Text segment:
<<<<
Television in Romania started in August 1955. State television started to broadcast on December 31, 1956. The second television channel followed in 1968, but between 1985 and 1990, there was only one Romanian channel before the return of the second channel. Private broadcasters arrived in December 1991, with SOTI which was the first private nationwide television station in Central and Eastern Europe. Romania has the highest penetration rates for pay television in the world, with over 98% of all households watching television through cable or satellite.

Television market 
Romanian market is dominated by two large groups: Central European Media Enterprises Ltd.  and Intact Media Group, with PRO TV and Antena 1 as main channels and Kanal D also gain audience starting 2014 as the third channel. There are over 50 channels running ads, as of 2015 television being the best type of advertising in Romania. Over 80% of revenue advertising is earned by three players: 35% (48% GRP) PRO TV Group, 26% ANTENA TV Group, 10% Kanal D and 29% (15% GRP) rest of the channels.

Terrestrial television 
Romania is the only EU state that didn't end analogue broadcasting because of low interest in terrestrial television. Tests began DVB-T in 2005 with two channels in Bucharest and one in Sibiu using MPEG 2 for SD Channels and MPEG 4 for HD Channels. It broadcast public channels (including one in HD) and a for a limited time a few commercial television channel (general, news and music) until September 2016.
On July 23, 2013 PRO TV, the largest television channel, changed from free to pay television.

ANCOM cancelled the auction for multiplexes in 2011, and postponed the switching-off to June 17, 2015.
Since June 2015 only TVR 1 continue to broadcast analogue until 31 December 2016, later again postponed until 31 December 2018. The rest of analogue broadcasts were shut down.

The absence and lack of implementation of DVB-T in Romania is somehow controversial, as many people are suspecting that this delay and the adoption of DVB-T2 is forced just to sustain the interest of cable and DTH providers, also the lack of interest of the must carry broadcasters in providing channels in terrestrial is very criticized, however the main DVB-T operator in Romania is SNR, which is said to be responsible for this.
>>>>
Data block:
<<<<
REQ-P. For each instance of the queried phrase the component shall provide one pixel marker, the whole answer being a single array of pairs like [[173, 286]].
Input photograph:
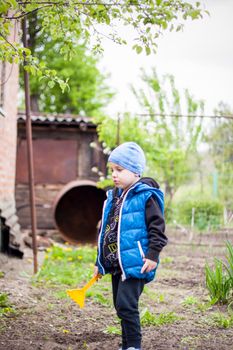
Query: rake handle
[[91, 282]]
>>>>
Tasks to complete:
1 – List every full date (day, month and year) that appears in the text on Romanian television.
2 – Write out the part of the text on Romanian television starting at "ANCOM cancelled the" and ending at "responsible for this.", swapping "switching-off" for "switch-off".

Answers per task:
1 –
December 31, 1956
July 23, 2013
June 17, 2015
31 December 2016
31 December 2018

2 –
ANCOM cancelled the auction for multiplexes in 2011, and postponed the switch-off to June 17, 2015.
Since June 2015 only TVR 1 continue to broadcast analogue until 31 December 2016, later again postponed until 31 December 2018. The rest of analogue broadcasts were shut down.

The absence and lack of implementation of DVB-T in Romania is somehow controversial, as many people are suspecting that this delay and the adoption of DVB-T2 is forced just to sustain the interest of cable and DTH providers, also the lack of interest of the must carry broadcasters in providing channels in terrestrial is very criticized, however the main DVB-T operator in Romania is SNR, which is said to be responsible for this.